### What you will do
Print the data below line for line, with no changes of any kind.

### Stored rows
········

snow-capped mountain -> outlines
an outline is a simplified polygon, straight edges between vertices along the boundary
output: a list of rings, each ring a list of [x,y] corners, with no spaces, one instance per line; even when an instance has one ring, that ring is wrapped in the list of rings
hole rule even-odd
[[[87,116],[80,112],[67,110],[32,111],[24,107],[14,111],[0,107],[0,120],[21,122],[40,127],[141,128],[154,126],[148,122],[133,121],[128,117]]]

········

### The result
snow-capped mountain -> outlines
an outline is a simplified polygon, straight edges between vertices along the boundary
output: a list of rings, each ring a list of [x,y] corners, with no spaces, one instance per line; even when an instance has one ring, that ring is wrapped in the list of rings
hole rule even-odd
[[[87,116],[80,112],[67,110],[32,111],[24,107],[14,111],[0,107],[0,120],[21,122],[40,127],[141,128],[154,126],[148,122],[133,121],[128,117]]]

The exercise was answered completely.